• _What you are asked to do_: Can you rewrite the text on the Kettering Hall of Science from "According to a" to "the natural sciences.", putting "commemorative brochure" in place of "dedication booklet"?

• _Source text_:

Designed and built by The Austin Company of Cleveland, Ohio, the Kettering Hall of Science was completed in 1961 to house the Oberlin College departments of Biology and Chemistry. It was named for the late Charles F. "Boss" Kettering, renouned automotive engineer and inventor, and its cost of approximately $2,800,000 was met by gifts from Oberlin alumni, friends of the College, corporations and philanthropic foundations. The Charles F. Kettering Foundation gave $800,000, the largest single gift.
According to a dedication booklet, Kettering met admirably an urgent College need. It was also a tribute to what has been called Oberlin's remarkable record of producing scientists. Among Oberlin graduates have been such giants as Charles Martin Hall, discoverer of the electrolytic process of manufacturing aluminum, Robert Al Millikan, Nobel Proze-winning physicist, and more than 540 men and women listed at the time in "American Men of Science." Over a 40-year period from 1920 until 1960, slightly more than 28 per cent of all Oberlin undergraduates majored in the natural sciences.
Today, the Class of 1904 Science Library and the eastern half of the building have been removed.The western half of the building, which housed the biology classrooms, laboratories, and offices was incorporated into the new Oberlin Science Center.

• _Data to examine_:
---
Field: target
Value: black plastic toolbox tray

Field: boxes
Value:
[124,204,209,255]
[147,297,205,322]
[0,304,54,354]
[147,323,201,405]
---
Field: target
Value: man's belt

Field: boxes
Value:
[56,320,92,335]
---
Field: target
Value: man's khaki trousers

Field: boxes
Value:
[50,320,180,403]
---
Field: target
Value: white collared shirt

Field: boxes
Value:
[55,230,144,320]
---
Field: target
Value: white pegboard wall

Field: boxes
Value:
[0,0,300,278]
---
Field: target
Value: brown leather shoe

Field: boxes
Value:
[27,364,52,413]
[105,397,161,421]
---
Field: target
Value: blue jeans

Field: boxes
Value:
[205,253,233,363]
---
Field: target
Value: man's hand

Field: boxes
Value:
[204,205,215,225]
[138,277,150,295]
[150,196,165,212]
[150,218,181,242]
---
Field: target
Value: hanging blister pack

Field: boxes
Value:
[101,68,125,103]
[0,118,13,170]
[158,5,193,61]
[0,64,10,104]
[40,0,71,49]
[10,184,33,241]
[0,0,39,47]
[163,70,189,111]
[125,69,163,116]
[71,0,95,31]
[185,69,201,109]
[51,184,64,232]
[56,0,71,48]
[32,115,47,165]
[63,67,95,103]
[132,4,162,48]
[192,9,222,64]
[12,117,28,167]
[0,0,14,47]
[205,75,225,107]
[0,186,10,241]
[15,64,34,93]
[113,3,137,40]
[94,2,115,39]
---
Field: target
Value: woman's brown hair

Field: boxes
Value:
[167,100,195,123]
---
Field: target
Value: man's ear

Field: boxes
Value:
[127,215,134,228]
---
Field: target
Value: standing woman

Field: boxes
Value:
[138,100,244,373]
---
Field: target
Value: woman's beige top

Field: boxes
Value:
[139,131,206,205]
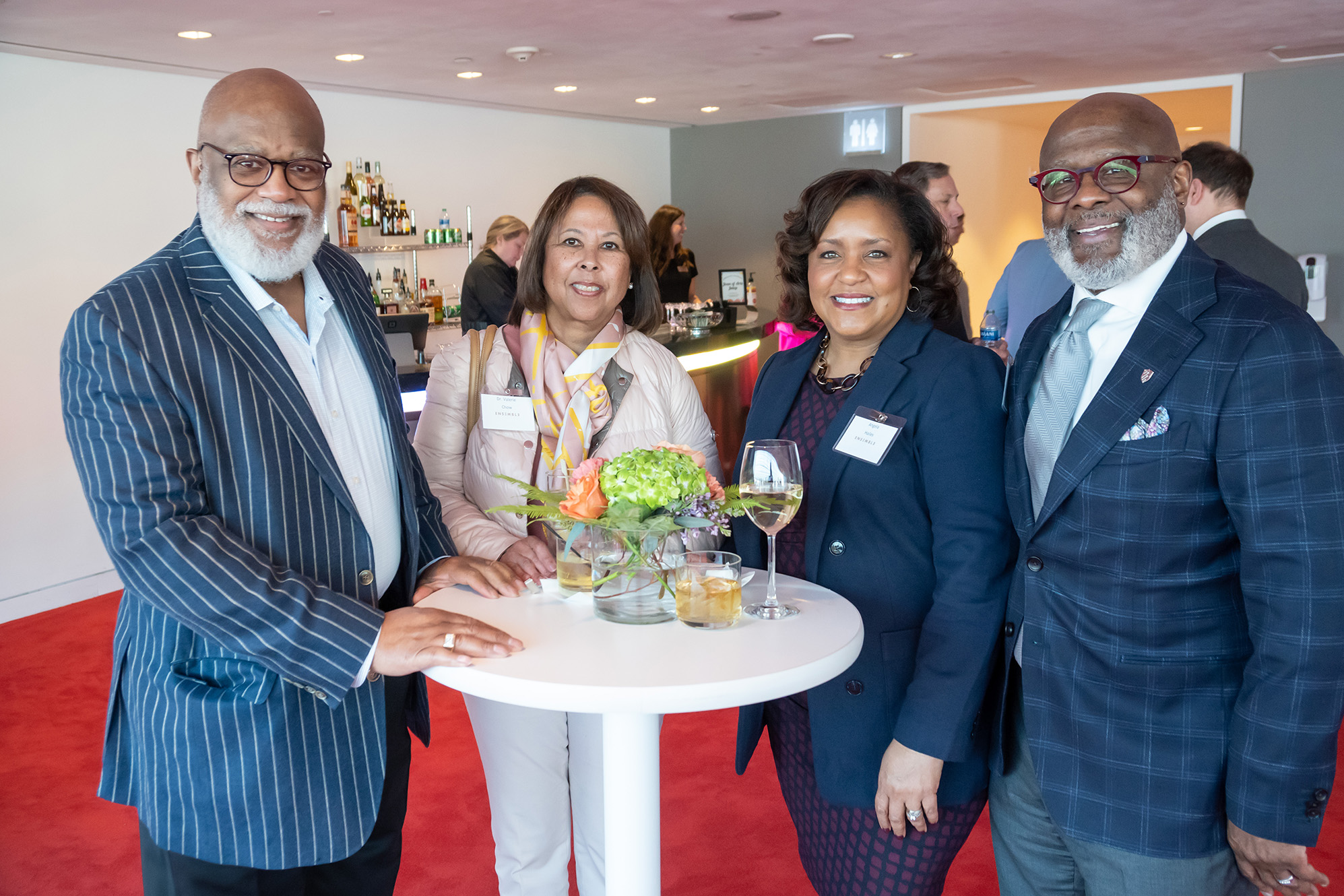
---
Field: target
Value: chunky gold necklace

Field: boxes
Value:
[812,333,874,395]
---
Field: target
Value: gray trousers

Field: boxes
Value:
[989,664,1259,896]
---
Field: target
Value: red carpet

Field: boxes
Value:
[0,595,1344,896]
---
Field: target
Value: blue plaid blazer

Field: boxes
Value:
[61,220,453,868]
[992,242,1344,857]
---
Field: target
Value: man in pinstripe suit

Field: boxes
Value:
[62,70,521,896]
[989,94,1344,896]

• _Solution to the exercise_:
According to a commemorative brochure, Kettering met admirably an urgent College need. It was also a tribute to what has been called Oberlin's remarkable record of producing scientists. Among Oberlin graduates have been such giants as Charles Martin Hall, discoverer of the electrolytic process of manufacturing aluminum, Robert Al Millikan, Nobel Proze-winning physicist, and more than 540 men and women listed at the time in "American Men of Science." Over a 40-year period from 1920 until 1960, slightly more than 28 per cent of all Oberlin undergraduates majored in the natural sciences.